Keep your camera in manual iris and focus. Set your iris once for the stage area and adjust only if the speaker walks out in the audience or a dark spot on the stage. If you are not too far back, you will be able to keep your camera in focus manually. We do not want video footage that comes in and out of focus constantly throughout the presentation.
Lighting should be done from far room left and right as close to the stage as possible. Back of the room lighting will cause shadows. Place your lights extremely wide so that the shadows are out of the shot. By placing your lights close to the front of the room and wide, the shadows will be far left and right behind the speaker. When you are shooting, these shadows will be out of your shot because you are not shooting extreme wide shots. I do NOT want any shadows in the shot. If necessary use back lighting to help accent the speaker and remove any shadows.
Place the (2) lights against the walls stage left and right and use sandbags or grip tape so if they are bumped they will not fall over.

Set of tasks
A. Answer these questions from the video shooting notes:
(i) In what mode should the camera's iris and focus be kept?
(ii) What does lighting from the back of the room cause?
(iii) What should be used so the lights will not fall over if they are bumped?
B. Rewrite the video shooting notes from "Keep your camera in manual" up to and including "throughout the presentation.", replacing "camera" with "camcorder".
C. Write the next part of the video shooting notes, picking up after their last sentence.

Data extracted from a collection
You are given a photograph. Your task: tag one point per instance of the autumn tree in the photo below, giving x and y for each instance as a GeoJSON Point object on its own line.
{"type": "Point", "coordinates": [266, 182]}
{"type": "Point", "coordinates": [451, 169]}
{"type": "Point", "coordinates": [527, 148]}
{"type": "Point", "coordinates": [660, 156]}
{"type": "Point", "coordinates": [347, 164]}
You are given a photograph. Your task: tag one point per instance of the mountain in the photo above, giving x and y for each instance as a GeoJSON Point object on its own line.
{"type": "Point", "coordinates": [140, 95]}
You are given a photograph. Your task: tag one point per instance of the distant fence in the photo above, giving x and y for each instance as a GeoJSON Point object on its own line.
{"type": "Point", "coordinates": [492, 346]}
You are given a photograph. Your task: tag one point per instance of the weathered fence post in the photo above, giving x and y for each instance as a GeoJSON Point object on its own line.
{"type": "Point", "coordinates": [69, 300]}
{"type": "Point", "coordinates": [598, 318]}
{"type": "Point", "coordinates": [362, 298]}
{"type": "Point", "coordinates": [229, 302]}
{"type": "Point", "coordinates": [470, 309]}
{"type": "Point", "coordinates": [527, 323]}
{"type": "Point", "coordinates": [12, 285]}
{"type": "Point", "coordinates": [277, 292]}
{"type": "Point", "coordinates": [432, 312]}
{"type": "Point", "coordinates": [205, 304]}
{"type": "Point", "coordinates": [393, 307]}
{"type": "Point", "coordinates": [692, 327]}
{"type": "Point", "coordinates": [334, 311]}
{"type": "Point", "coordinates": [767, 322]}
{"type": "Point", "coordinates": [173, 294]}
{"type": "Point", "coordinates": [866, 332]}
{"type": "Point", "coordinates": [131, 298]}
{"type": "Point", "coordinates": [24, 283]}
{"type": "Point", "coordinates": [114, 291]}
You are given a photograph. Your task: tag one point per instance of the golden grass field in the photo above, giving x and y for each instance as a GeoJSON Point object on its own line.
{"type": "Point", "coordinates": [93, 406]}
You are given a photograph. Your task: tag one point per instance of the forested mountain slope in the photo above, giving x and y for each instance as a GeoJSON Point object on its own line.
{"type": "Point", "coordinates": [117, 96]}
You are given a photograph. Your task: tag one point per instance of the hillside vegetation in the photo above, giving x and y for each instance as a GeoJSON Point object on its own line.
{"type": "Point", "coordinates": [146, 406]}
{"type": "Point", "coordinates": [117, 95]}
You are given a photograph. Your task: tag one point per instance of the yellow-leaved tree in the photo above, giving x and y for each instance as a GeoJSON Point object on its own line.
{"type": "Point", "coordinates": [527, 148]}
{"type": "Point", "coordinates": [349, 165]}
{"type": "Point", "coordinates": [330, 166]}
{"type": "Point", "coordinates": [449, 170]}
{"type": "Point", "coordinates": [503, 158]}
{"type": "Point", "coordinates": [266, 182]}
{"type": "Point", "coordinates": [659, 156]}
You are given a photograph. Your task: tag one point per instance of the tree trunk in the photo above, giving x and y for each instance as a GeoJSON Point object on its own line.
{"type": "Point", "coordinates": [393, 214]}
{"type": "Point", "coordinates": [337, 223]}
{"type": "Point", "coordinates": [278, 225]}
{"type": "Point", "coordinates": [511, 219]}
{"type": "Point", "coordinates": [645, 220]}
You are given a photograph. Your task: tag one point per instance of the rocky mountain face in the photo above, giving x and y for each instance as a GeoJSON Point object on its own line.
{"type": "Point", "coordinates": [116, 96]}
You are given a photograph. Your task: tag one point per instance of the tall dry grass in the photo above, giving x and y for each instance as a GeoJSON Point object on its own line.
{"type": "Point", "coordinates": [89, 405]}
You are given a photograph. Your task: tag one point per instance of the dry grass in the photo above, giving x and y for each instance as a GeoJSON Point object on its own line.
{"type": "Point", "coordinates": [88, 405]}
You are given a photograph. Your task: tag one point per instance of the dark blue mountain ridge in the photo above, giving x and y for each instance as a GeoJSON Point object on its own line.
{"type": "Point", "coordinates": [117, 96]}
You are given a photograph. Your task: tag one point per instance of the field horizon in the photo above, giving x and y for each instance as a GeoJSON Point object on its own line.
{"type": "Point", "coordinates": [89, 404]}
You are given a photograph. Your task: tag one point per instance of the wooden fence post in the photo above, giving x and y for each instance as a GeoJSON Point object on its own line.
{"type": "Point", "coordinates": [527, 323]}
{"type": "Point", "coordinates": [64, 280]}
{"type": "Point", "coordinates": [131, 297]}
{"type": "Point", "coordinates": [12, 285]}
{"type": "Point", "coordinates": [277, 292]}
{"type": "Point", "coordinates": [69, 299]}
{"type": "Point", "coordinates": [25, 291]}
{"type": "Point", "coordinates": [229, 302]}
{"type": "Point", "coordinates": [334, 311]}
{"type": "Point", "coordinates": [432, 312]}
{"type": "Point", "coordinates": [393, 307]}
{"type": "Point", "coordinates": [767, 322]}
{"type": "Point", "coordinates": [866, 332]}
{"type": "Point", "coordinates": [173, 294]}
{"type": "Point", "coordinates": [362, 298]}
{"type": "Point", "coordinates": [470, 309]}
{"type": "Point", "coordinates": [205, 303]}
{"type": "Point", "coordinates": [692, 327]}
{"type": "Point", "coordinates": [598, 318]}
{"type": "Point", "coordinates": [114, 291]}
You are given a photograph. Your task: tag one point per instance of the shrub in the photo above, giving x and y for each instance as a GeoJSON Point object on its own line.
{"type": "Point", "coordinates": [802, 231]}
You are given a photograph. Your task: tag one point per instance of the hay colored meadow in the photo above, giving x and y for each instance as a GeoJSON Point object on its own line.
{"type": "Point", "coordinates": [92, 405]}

Answers to the exercises
A.
(i) Manual.
(ii) Shadows.
(iii) Sandbags or grip tape.

B.
Keep your camcorder in manual iris and focus. Set your iris once for the stage area and adjust only if the speaker walks out in the audience or a dark spot on the stage. If you are not too far back, you will be able to keep your camcorder in focus manually. We do not want video footage that comes in and out of focus constantly throughout the presentation.

C.
If the budget allows, back light a bit for depth near the back extreme side points of the stage so the lights do not get in the shot.
(The room may be big enough for this…can you site inspect before the shoot?)
Please go above and beyond the call of duty and feel free to help our client look their best. Make sure our client has no stray or fly away hair strands before going on stage. How does their lipstick look? Is their tie straight? Their shirt not unbuttoned or spinach in their teeth?
I know this may be uncomfortable but I guarantee they will not mind the feedback. They will greatly appreciate you telling them something is not right. Maybe suggest they take one final look before the shoot.
NO EMPTY SEATS IN THE SHOT!
We are using this footage to produce a promotional video that will get speaking engagements for our client. It is crucial that the footage look exciting and interesting. PLEASE do all you can to avoid empty seats in the audience?
If we are using two cameras, make sure the second camera (if shooting audience faces) does NOT show empty seats.
As a final thought, I prefer DV CAM tape or MINI DV over Beta Sp. Clean audio and well lit footage. You can not ask me too many questions and none are considered stupid.
Hide all lavaliere wireless microphone wires; make sure to use fresh batteries always. Please let the client know if something on her person is not right like fly away hair or lipstick or crooked tie.
Make sure Microphone capsule does not rub.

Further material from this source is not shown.